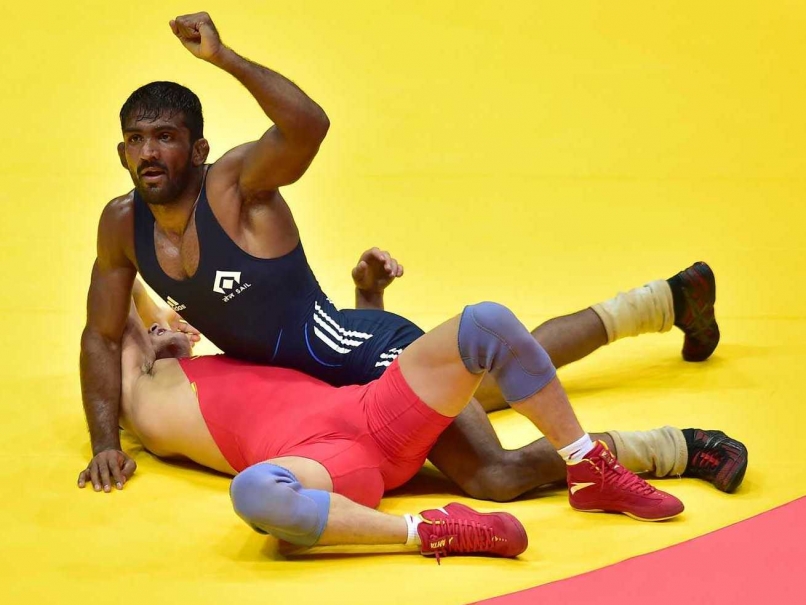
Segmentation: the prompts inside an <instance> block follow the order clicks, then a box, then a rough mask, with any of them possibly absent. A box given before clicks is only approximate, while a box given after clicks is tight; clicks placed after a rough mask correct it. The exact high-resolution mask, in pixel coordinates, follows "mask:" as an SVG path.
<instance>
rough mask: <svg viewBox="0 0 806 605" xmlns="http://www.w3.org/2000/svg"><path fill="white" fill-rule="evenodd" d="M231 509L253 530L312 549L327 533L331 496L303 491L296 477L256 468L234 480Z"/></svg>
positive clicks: (274, 467)
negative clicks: (308, 546) (248, 525)
mask: <svg viewBox="0 0 806 605" xmlns="http://www.w3.org/2000/svg"><path fill="white" fill-rule="evenodd" d="M230 498H231V499H232V506H233V507H234V508H235V512H236V513H237V514H238V516H239V517H240V518H241V519H243V520H244V521H246V523H247V524H248V525H249V526H251V527H252V529H254V530H256V531H258V532H260V533H265V534H270V535H272V536H274V537H275V538H279V539H281V540H285V541H286V542H290V543H292V544H298V545H301V546H313V545H314V544H316V542H317V541H318V540H319V537H320V536H321V535H322V532H323V531H324V530H325V524H326V523H327V516H328V513H329V511H330V494H329V493H328V492H326V491H322V490H318V489H302V485H300V482H299V481H297V478H296V477H295V476H294V474H293V473H292V472H291V471H289V470H288V469H285V468H283V467H281V466H276V465H274V464H255V465H254V466H250V467H249V468H247V469H246V470H244V471H243V472H242V473H240V474H239V475H237V476H236V477H235V479H233V480H232V485H230Z"/></svg>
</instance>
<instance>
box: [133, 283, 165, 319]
mask: <svg viewBox="0 0 806 605" xmlns="http://www.w3.org/2000/svg"><path fill="white" fill-rule="evenodd" d="M132 300H133V301H134V306H135V308H136V309H137V315H139V316H140V319H141V320H142V322H143V325H144V326H146V328H148V326H150V325H151V324H153V323H159V324H161V323H162V319H163V313H162V309H161V308H160V307H159V306H158V305H157V304H156V303H155V302H154V301H153V300H152V299H151V297H150V296H149V295H148V292H146V289H145V286H143V284H142V283H141V282H140V280H139V279H135V280H134V284H133V286H132Z"/></svg>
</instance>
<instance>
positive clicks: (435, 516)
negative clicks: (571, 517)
mask: <svg viewBox="0 0 806 605" xmlns="http://www.w3.org/2000/svg"><path fill="white" fill-rule="evenodd" d="M420 516H421V517H422V518H423V522H422V523H420V524H419V525H418V526H417V533H418V534H419V535H420V541H421V543H422V546H421V549H420V552H421V553H422V554H424V555H426V556H428V555H434V556H435V557H436V558H437V563H439V558H440V557H444V556H447V555H454V554H478V555H495V556H499V557H517V556H518V555H519V554H521V553H522V552H523V551H524V550H526V547H527V546H528V544H529V540H528V539H527V537H526V530H525V529H524V528H523V525H521V523H520V521H518V520H517V519H516V518H515V517H513V516H512V515H510V514H509V513H477V512H476V511H474V510H473V509H472V508H469V507H467V506H464V505H463V504H457V503H456V502H453V503H451V504H448V505H447V506H446V507H445V508H437V509H433V510H426V511H423V512H421V513H420Z"/></svg>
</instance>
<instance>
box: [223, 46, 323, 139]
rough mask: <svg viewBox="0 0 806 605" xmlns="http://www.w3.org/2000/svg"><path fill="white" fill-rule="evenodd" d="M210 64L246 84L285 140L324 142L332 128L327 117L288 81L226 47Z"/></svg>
mask: <svg viewBox="0 0 806 605" xmlns="http://www.w3.org/2000/svg"><path fill="white" fill-rule="evenodd" d="M210 62H211V63H212V64H213V65H215V66H217V67H219V68H221V69H223V70H224V71H226V72H228V73H229V74H231V75H232V76H234V77H235V78H236V79H237V80H238V81H239V82H240V83H241V84H243V85H244V86H245V87H246V89H247V90H248V91H249V92H250V93H251V94H252V96H253V97H255V100H257V102H258V103H259V104H260V107H261V108H262V109H263V111H264V112H265V113H266V115H267V116H268V117H269V119H270V120H271V121H272V122H274V124H275V126H277V128H278V129H279V130H280V131H281V132H282V133H283V135H284V136H286V137H291V138H293V137H297V136H299V137H308V136H311V137H315V138H318V139H320V140H321V139H322V138H324V135H325V133H326V132H327V129H328V127H329V126H330V122H329V120H328V118H327V115H326V114H325V112H324V110H323V109H322V108H321V107H319V105H317V104H316V103H315V102H314V101H313V100H312V99H311V98H310V97H309V96H308V95H306V94H305V93H304V92H302V90H300V88H299V87H298V86H297V85H296V84H294V83H293V82H291V81H290V80H289V79H287V78H285V77H284V76H282V75H280V74H278V73H277V72H275V71H272V70H271V69H268V68H266V67H263V66H262V65H258V64H257V63H253V62H252V61H249V60H248V59H245V58H244V57H241V56H240V55H239V54H238V53H236V52H235V51H234V50H232V49H230V48H228V47H226V46H222V48H221V51H219V52H218V53H217V54H216V55H215V57H213V58H212V59H211V60H210Z"/></svg>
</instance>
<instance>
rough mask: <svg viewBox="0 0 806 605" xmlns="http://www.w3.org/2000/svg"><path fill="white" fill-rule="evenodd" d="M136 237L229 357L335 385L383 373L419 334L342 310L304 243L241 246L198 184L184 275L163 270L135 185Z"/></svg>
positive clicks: (177, 300) (151, 270) (166, 300)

• [PROBLEM] None of the pictures should appear, though every line of the data above must be reproduced exactly.

• [YOUR RESPONSE]
Segmentation: the prompts inside an <instance> block follow the order clicks, then a box, then a rough mask, with any of them possibly absent. A box given before clicks is only approximate, while a box given after clicks is tight; clicks placed after a rough mask correct it. The exact high-resolution mask, in pixel coordinates, follows "mask:" as an SVG path.
<instance>
rough mask: <svg viewBox="0 0 806 605" xmlns="http://www.w3.org/2000/svg"><path fill="white" fill-rule="evenodd" d="M231 509L253 530L312 549L327 533L331 496L303 491L296 477L256 468L234 480Z"/></svg>
positive clicks: (274, 467)
negative clicks: (308, 546) (248, 525)
mask: <svg viewBox="0 0 806 605" xmlns="http://www.w3.org/2000/svg"><path fill="white" fill-rule="evenodd" d="M230 498H231V499H232V506H233V507H234V508H235V512H236V513H237V514H238V516H239V517H240V518H241V519H243V520H244V521H246V523H247V524H248V525H249V526H251V527H252V529H254V530H256V531H258V532H260V533H265V534H270V535H272V536H274V537H275V538H279V539H281V540H285V541H286V542H290V543H292V544H298V545H301V546H313V545H314V544H316V542H317V541H318V540H319V537H320V536H321V535H322V532H323V531H324V530H325V524H326V523H327V516H328V513H329V511H330V494H329V493H328V492H326V491H322V490H318V489H302V485H300V482H299V481H297V478H296V477H295V476H294V474H293V473H292V472H291V471H289V470H288V469H285V468H283V467H281V466H276V465H274V464H255V465H254V466H250V467H249V468H247V469H246V470H244V471H243V472H242V473H240V474H239V475H237V476H236V477H235V479H233V480H232V485H230Z"/></svg>
</instance>
<instance>
box: [133, 283, 165, 319]
mask: <svg viewBox="0 0 806 605" xmlns="http://www.w3.org/2000/svg"><path fill="white" fill-rule="evenodd" d="M132 300H133V301H134V306H135V308H136V309H137V315H139V316H140V319H141V320H142V322H143V325H144V326H146V328H148V326H150V325H151V324H153V323H159V324H161V323H162V319H163V313H162V309H161V308H160V307H159V306H158V305H157V304H156V303H155V302H154V301H153V300H152V299H151V297H150V296H149V295H148V292H146V289H145V286H143V284H142V283H141V282H140V280H139V279H135V280H134V284H133V286H132Z"/></svg>
</instance>
<instance>
positive clicks: (435, 516)
negative clicks: (571, 517)
mask: <svg viewBox="0 0 806 605" xmlns="http://www.w3.org/2000/svg"><path fill="white" fill-rule="evenodd" d="M420 516H421V517H422V518H423V522H422V523H420V524H419V525H418V526H417V533H418V534H419V535H420V541H421V543H422V546H421V549H420V552H421V553H422V554H424V555H426V556H428V555H434V556H435V557H436V558H437V563H439V558H440V557H444V556H447V555H454V554H478V555H495V556H499V557H517V556H518V555H519V554H521V553H522V552H523V551H524V550H526V547H527V546H528V544H529V540H528V539H527V537H526V530H525V529H524V528H523V525H521V523H520V521H518V520H517V519H516V518H515V517H513V516H512V515H510V514H509V513H477V512H476V511H474V510H473V509H472V508H469V507H467V506H464V505H463V504H457V503H456V502H453V503H451V504H448V505H447V506H446V507H445V508H437V509H433V510H426V511H423V512H421V513H420Z"/></svg>
</instance>
<instance>
box: [223, 46, 323, 139]
rough mask: <svg viewBox="0 0 806 605" xmlns="http://www.w3.org/2000/svg"><path fill="white" fill-rule="evenodd" d="M210 64L246 84L285 140L324 142L332 128L327 117L288 81L226 47Z"/></svg>
mask: <svg viewBox="0 0 806 605" xmlns="http://www.w3.org/2000/svg"><path fill="white" fill-rule="evenodd" d="M210 62H211V63H212V64H213V65H215V66H217V67H219V68H221V69H223V70H224V71H226V72H228V73H229V74H231V75H232V76H234V77H235V78H236V79H237V80H238V81H239V82H240V83H241V84H243V85H244V86H245V87H246V89H247V90H248V91H249V92H250V93H251V94H252V96H253V97H255V100H257V102H258V103H259V104H260V107H261V108H262V109H263V111H264V112H265V113H266V115H267V116H268V117H269V119H270V120H271V121H272V122H274V124H275V126H277V128H278V129H279V130H280V131H281V132H282V133H283V135H284V136H286V137H291V138H293V137H297V136H299V137H308V136H311V137H315V138H318V139H320V140H321V139H322V138H324V135H325V133H326V132H327V129H328V127H329V126H330V122H329V120H328V118H327V115H326V114H325V112H324V110H323V109H322V108H321V107H319V105H317V104H316V103H315V102H314V101H313V100H312V99H311V98H310V97H309V96H308V95H306V94H305V93H304V92H302V90H300V88H299V87H298V86H297V85H296V84H294V83H293V82H291V81H290V80H289V79H287V78H285V77H284V76H282V75H280V74H278V73H277V72H275V71H272V70H271V69H268V68H266V67H263V66H262V65H258V64H257V63H253V62H252V61H249V60H248V59H245V58H244V57H241V56H240V55H239V54H238V53H236V52H235V51H234V50H232V49H230V48H228V47H226V46H222V48H221V51H219V52H218V53H217V54H216V55H215V57H213V58H212V59H211V60H210Z"/></svg>
</instance>
<instance>
rough mask: <svg viewBox="0 0 806 605" xmlns="http://www.w3.org/2000/svg"><path fill="white" fill-rule="evenodd" d="M136 237L229 357L335 385L383 373L419 334L342 310L304 243L241 246L198 184L184 275L163 270L135 185Z"/></svg>
positive clicks: (177, 300) (151, 270) (166, 300)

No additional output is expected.